***** Provided data *****

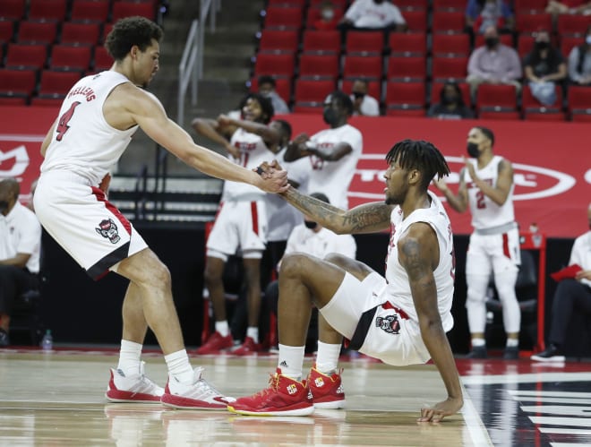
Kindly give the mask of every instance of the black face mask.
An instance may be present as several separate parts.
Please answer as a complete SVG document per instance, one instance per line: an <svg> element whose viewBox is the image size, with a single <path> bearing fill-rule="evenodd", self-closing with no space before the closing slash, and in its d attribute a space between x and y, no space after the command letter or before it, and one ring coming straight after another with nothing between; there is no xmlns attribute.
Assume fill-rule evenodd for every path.
<svg viewBox="0 0 591 447"><path fill-rule="evenodd" d="M499 43L499 38L486 38L484 44L488 48L494 48Z"/></svg>
<svg viewBox="0 0 591 447"><path fill-rule="evenodd" d="M478 150L478 145L475 142L468 142L467 149L468 155L473 159L477 159L478 156L480 155L480 150Z"/></svg>
<svg viewBox="0 0 591 447"><path fill-rule="evenodd" d="M305 225L306 228L314 229L316 228L316 227L318 227L318 222L311 222L309 220L304 220L304 225Z"/></svg>
<svg viewBox="0 0 591 447"><path fill-rule="evenodd" d="M324 118L324 122L329 125L336 125L338 119L337 112L332 108L325 108L324 112L322 112L322 118Z"/></svg>

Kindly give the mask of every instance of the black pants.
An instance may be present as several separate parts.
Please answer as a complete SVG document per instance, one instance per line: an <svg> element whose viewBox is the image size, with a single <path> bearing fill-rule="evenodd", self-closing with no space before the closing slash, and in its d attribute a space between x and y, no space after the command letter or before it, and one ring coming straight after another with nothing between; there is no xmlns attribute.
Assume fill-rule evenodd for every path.
<svg viewBox="0 0 591 447"><path fill-rule="evenodd" d="M0 265L0 313L10 315L13 303L27 290L39 288L37 275L13 265Z"/></svg>
<svg viewBox="0 0 591 447"><path fill-rule="evenodd" d="M564 346L573 312L591 315L591 288L576 279L561 281L552 305L551 343Z"/></svg>

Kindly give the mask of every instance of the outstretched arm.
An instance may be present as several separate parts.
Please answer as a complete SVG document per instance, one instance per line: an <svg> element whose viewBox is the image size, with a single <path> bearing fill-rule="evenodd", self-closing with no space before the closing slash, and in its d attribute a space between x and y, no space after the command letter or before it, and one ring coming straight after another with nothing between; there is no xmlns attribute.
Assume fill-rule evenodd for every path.
<svg viewBox="0 0 591 447"><path fill-rule="evenodd" d="M437 305L433 271L439 262L439 245L434 231L428 224L418 222L411 225L407 234L398 239L398 259L408 274L421 337L448 391L445 400L432 408L421 408L418 420L439 422L446 416L458 412L464 400L459 374Z"/></svg>
<svg viewBox="0 0 591 447"><path fill-rule="evenodd" d="M349 211L341 210L290 187L281 194L300 211L313 218L334 233L375 233L390 228L392 207L383 202L359 205Z"/></svg>

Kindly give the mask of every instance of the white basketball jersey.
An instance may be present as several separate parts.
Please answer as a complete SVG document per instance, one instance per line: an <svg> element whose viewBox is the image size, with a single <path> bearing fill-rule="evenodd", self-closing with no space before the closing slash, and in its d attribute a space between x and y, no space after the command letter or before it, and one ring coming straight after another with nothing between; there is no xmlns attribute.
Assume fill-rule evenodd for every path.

*****

What is expected:
Convert every line of the records above into a numbered list, skipping blank lines and leaving the pictures out.

Answer for this exercise:
1. Kindly give the mask of every instance of the black face mask.
2. An instance may be present as several separate parts.
3. Please answer as a complete SVG document per instance, one instance per line: an <svg> element whose viewBox is the image size, with a single <path> bearing fill-rule="evenodd", self-closing with no space before the closing slash, and in its d attribute a space between x and y, no space after the command letter or before it, and one ring coming straight after another with nothing between; there is no xmlns attribute.
4. Assume fill-rule evenodd for every path.
5. <svg viewBox="0 0 591 447"><path fill-rule="evenodd" d="M499 43L499 38L486 38L484 44L488 48L494 48Z"/></svg>
6. <svg viewBox="0 0 591 447"><path fill-rule="evenodd" d="M478 150L478 145L475 142L468 142L467 149L468 155L473 159L477 159L478 156L480 155L480 150Z"/></svg>
7. <svg viewBox="0 0 591 447"><path fill-rule="evenodd" d="M305 225L306 228L314 229L316 228L316 227L318 227L318 222L311 222L309 220L304 220L304 225Z"/></svg>
8. <svg viewBox="0 0 591 447"><path fill-rule="evenodd" d="M324 118L324 122L329 125L336 125L338 119L337 112L332 108L325 108L324 112L322 112L322 118Z"/></svg>
9. Kindly give the mask of every instance of the black pants.
10. An instance may be present as several separate parts.
11. Please answer as a complete SVG document per instance, one instance per line: an <svg> element whose viewBox is the image size, with a single <path> bearing fill-rule="evenodd", self-closing with no space before the closing slash, and in its d attribute a space between x and y, no space after the command letter or before it, and one ring coming straight after another with nothing between; there is no xmlns attribute.
12. Assume fill-rule evenodd for every path.
13. <svg viewBox="0 0 591 447"><path fill-rule="evenodd" d="M0 265L0 313L10 315L13 303L27 290L39 288L37 275L13 265Z"/></svg>
14. <svg viewBox="0 0 591 447"><path fill-rule="evenodd" d="M564 346L573 312L591 315L591 288L576 279L561 281L552 305L551 343Z"/></svg>
15. Kindly give the mask of every instance of the outstretched arm.
16. An instance may be present as several separate parts.
17. Please answer as a complete SVG document per instance, one instance per line: an <svg> element whose viewBox is the image size, with a single <path> bearing fill-rule="evenodd", self-closing with no space before the closing slash, and in its d attribute a space between x and y, no space after the command letter or before it, and one ring coming straight after another with nothing between; there is no xmlns attribute.
18. Assume fill-rule evenodd for every path.
19. <svg viewBox="0 0 591 447"><path fill-rule="evenodd" d="M437 305L433 271L439 262L439 245L434 231L428 224L418 222L411 225L407 234L398 239L398 259L408 274L421 337L448 391L445 400L432 408L421 408L418 420L439 422L446 416L458 412L464 400L459 374Z"/></svg>
20. <svg viewBox="0 0 591 447"><path fill-rule="evenodd" d="M349 211L341 210L290 187L281 194L300 211L313 218L334 233L375 233L390 228L392 207L383 202L359 205Z"/></svg>
21. Kindly give the mask of every instance of the white basketball jersey.
22. An instance may be present as several separate parts.
23. Please answer as a complete SVG document per instance, one instance per line: an <svg> element whose viewBox is the image size, with a single <path> bearing fill-rule="evenodd", self-closing with no space before the closing slash, and in its d attribute a space between x and y, no space after the command letter or before it, and one ring coming straight after another with nothing between; there is no xmlns attribute.
24. Assume fill-rule evenodd for every path.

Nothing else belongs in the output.